-- Aim of the exercise --
Pull out each line of the material below that contains the string "rider", copying every such line in full.

-- Stored entries --
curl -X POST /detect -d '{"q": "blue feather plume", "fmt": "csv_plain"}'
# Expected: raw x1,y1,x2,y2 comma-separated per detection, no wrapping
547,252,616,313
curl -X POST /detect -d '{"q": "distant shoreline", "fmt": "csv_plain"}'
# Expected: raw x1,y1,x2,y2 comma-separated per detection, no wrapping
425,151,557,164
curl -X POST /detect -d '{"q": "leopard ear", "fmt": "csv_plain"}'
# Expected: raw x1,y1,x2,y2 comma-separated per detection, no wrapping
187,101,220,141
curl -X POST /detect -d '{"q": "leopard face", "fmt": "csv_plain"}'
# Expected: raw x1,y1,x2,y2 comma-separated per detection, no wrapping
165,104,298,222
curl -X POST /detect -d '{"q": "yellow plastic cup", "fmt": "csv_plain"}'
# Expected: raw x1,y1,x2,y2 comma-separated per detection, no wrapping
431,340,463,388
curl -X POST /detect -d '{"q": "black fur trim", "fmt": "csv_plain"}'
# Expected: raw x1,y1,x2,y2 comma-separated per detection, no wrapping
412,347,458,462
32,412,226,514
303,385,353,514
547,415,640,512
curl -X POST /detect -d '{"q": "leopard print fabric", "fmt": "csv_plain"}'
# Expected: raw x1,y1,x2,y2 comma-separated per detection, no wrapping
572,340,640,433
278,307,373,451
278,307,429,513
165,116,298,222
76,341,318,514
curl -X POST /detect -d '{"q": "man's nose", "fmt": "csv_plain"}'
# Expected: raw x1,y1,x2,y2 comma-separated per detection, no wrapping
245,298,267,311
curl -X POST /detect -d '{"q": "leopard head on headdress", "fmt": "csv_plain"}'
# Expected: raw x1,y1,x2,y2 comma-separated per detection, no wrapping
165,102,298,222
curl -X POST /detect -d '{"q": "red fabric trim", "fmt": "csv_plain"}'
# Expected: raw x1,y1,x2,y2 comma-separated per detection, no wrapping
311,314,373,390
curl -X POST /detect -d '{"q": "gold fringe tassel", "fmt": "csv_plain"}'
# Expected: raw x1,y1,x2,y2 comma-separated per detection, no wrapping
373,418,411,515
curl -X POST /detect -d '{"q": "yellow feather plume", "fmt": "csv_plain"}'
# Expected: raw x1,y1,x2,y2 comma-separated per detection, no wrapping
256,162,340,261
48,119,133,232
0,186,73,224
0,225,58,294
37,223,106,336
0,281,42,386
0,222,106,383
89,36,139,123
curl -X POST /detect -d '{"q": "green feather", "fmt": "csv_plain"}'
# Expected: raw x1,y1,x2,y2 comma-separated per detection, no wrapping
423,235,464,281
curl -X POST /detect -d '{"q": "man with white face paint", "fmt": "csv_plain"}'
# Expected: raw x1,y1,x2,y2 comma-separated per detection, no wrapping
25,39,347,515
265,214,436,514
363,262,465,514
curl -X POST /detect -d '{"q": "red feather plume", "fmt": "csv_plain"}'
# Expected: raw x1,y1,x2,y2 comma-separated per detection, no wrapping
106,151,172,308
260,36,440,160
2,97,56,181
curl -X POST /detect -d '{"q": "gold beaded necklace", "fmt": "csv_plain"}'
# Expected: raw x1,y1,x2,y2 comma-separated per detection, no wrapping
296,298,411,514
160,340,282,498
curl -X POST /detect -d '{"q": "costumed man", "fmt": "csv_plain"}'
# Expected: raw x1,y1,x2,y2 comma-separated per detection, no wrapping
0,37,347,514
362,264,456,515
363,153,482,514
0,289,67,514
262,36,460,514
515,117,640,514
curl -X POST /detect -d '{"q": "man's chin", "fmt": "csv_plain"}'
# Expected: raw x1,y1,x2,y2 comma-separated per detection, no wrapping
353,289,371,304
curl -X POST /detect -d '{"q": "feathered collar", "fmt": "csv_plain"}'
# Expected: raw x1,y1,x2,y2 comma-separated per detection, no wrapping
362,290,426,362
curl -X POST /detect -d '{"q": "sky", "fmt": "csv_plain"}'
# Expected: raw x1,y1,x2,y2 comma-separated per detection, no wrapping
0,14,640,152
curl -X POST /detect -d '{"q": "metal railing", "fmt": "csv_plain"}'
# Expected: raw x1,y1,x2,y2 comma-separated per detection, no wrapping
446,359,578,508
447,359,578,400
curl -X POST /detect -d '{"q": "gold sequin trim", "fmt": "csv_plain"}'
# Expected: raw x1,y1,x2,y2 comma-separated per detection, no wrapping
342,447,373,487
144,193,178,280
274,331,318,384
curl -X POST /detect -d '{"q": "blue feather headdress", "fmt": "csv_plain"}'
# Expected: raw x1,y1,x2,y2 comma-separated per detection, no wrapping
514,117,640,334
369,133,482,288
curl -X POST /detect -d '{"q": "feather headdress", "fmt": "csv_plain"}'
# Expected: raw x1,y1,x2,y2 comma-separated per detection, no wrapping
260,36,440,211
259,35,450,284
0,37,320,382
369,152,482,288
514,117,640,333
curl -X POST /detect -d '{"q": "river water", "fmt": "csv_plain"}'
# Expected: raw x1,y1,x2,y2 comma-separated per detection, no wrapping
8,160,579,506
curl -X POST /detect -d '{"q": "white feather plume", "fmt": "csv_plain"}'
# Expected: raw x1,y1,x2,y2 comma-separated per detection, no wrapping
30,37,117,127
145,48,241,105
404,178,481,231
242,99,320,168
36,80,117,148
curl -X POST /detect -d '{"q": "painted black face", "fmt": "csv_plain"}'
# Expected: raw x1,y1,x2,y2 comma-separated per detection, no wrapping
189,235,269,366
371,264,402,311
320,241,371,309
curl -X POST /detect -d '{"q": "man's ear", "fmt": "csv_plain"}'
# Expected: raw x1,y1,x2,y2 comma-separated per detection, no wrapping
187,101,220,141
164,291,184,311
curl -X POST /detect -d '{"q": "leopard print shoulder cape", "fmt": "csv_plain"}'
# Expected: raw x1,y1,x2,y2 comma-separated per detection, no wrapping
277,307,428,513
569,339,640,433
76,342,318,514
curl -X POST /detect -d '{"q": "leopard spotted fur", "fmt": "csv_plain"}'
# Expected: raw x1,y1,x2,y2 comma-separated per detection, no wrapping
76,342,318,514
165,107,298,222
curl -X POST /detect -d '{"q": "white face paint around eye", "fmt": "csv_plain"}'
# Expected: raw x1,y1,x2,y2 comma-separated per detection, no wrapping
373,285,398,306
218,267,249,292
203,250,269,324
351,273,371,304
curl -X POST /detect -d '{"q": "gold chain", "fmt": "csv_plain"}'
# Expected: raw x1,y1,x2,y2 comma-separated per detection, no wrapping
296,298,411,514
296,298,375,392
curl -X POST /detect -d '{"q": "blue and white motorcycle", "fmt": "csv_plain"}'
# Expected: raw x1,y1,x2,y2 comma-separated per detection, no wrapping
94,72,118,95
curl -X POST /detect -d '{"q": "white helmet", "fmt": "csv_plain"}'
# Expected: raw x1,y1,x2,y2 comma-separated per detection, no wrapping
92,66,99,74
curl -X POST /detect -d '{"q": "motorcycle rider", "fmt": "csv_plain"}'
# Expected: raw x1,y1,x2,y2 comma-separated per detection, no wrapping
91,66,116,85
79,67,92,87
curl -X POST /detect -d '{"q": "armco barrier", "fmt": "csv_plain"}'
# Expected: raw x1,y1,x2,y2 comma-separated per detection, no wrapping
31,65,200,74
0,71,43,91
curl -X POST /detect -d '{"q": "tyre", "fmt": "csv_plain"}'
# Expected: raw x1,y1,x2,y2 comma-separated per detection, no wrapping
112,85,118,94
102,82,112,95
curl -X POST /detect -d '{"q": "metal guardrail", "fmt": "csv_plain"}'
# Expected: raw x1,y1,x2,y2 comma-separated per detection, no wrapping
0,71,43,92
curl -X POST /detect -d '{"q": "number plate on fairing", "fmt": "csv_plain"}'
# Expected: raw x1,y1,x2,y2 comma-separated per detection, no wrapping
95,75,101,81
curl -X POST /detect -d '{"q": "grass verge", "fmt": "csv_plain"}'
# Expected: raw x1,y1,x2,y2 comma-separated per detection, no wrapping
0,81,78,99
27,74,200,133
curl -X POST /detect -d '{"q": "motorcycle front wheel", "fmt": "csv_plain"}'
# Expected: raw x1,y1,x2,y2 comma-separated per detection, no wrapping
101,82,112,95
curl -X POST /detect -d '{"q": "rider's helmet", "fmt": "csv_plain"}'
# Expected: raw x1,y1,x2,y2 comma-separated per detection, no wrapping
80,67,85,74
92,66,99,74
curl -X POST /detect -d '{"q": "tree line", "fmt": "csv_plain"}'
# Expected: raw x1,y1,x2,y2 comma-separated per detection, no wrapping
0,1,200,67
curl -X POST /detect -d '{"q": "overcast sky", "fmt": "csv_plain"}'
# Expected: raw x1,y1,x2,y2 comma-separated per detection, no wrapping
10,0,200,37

-- In response --
curl -X POST /detect -d '{"q": "motorcycle rider", "fmt": "csv_plain"}'
curl -X POST /detect -d '{"q": "rider's helmet", "fmt": "csv_plain"}'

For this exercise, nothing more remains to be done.